Итак, и острое ощущение дисгармонии жизни, крушения мира и души в нем, и нескрываемое чувство гражданского протеста против насилия — все это живет в поэзии С.Толстого. Где же здесь «парадокс», «загадка», о которых шла речь вначале? Ведь так вроде бы и должно быть — эти трагические мотивы и были свойственны тому, что мы называем теперь «потаенной» русской поэзией минувшего столетия (особенно 1920-1930-х годов), т.е. поэзии, ушедшей в подполье, «в стол», в память автора — вспомним опять и «Реквием» Ахматовой, и обэриутов. По другую сторону границы близкими путями шли некоторые из поэтов русского зарубежья. Парадокс, однако, заключается в том, что поэтический мир С.Толстого не укладывается в рамки того, что мы привыкли считать «потаенной» литературой — здесь рядом с трагическими образами и мотивами естественно уживается и нечто иное, порою противоположное, близкое тому, о чем писали вполне открыто в те же годы советские поэты. Прежде всего, поэзия С.Толстого исторически конкретна, многие сюжеты и образы оказываются здесь свидетельствами времени, рассказывают и о Гражданской войне, где брат шел на брата, и о голоде в Поволжье («Маленькая симфония»), и о жестокости воцарившейся в стране диктатуры («Люся», «Нет»), и о начале финской войны («Война объявлена (финская)»), и — вот что интересно — о радостном пафосе строительства молодого государства («Сын», «Вагоны» и др.) И все это – и «переулочная жуть ночей» в годы террора, и энтузиазм созидания новой жизни, рождающей стахановские и чкаловские биографии – вполне естественно соседствуют в поэзии С. Толстого – как, собственно, все это соседствовало и в жизни. Так что парадокс здесь, конечно, мнимый – а новизна и неожиданность заключены в открытии неизвестного прежде типа подпольного поэта, чья «безмолвная Муза» с одинаковой духовной свободой говорила и о трагизме, и о величии эпохи, равно ненавидя и принимая:
Все отдает…
Пространство, ночь.

◆ **ИСХОДНЫЕ ДАННЫЕ**
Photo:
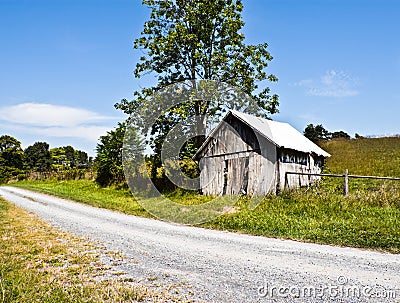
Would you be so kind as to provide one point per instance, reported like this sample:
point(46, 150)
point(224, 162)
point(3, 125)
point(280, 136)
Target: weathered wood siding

◆ **ЧТО ТРЕБУЕТСЯ**
Продолжите текст о поэзии С. Толстого, начав сразу после последней приведенной строки.

◆ **РЕЗУЛЬТАТ**
Россия
Непонятая, чуждая лежит…
Враждебная… Проклятая Родная!
С особенной силой это проявилось в годы войны, вызвавшей новый взлет творчества. О войне, которую поэт знал не со стороны, С Толстым сказаны слова (и в хронике «О войне», и в «Рельефах войны», и во многих других стихотворениях), не уступающих по силе патриотизма и лирической проникновенности многому из того, что писали в те же годы лучшие советские поэты: «Она вокруг и в нас. Мы дышим только ей. / Другие, будет день, ее увидят в целом, / Но этим вечером, от снега поседелым, / У дымчато-морозных тополей / На отвоеванной, на выжженной земле / Оставшихся, где кровью русской полит / Вновь каждый куст в просторном русском поле, / И солнца диск багров и светит, как в котле, / Не упустить… Не дать протечь мгновенью, / Великое и мелкое собрать / В неравноценные разрозненные звенья, / Чтоб сгустки наших дней забились у пера…»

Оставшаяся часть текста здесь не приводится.